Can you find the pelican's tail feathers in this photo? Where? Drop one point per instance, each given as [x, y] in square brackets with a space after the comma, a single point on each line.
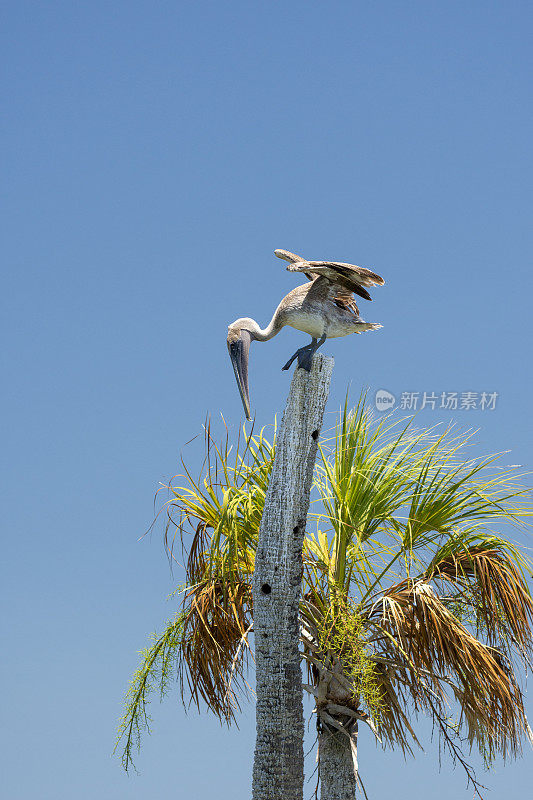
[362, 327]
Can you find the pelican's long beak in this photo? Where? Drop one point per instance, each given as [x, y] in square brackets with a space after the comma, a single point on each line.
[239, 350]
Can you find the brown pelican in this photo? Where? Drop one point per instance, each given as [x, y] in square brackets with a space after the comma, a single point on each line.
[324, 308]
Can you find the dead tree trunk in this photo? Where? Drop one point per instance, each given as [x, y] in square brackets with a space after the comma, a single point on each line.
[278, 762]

### ASSIGNMENT
Beginning with the line that contains "Can you find the pelican's long", retype every remaining line of the listing exactly, ending with the last one.

### RESPONSE BOX
Can you find the pelican's long beak in this photo? Where? Drop one point per instance, each given as [x, y] in square brackets with a space after the comma, a single point on each line.
[239, 350]
Can you find the brown pelican in this photo? Where? Drop one point per instance, each given as [x, y] in square brackets with a space after the comma, a single point on each line.
[324, 308]
Can you find the dead tree trunk in this photo? Where? Drop one point per instance, each given as [x, y] in square brackets with a space after the comma, a single point on each line.
[278, 762]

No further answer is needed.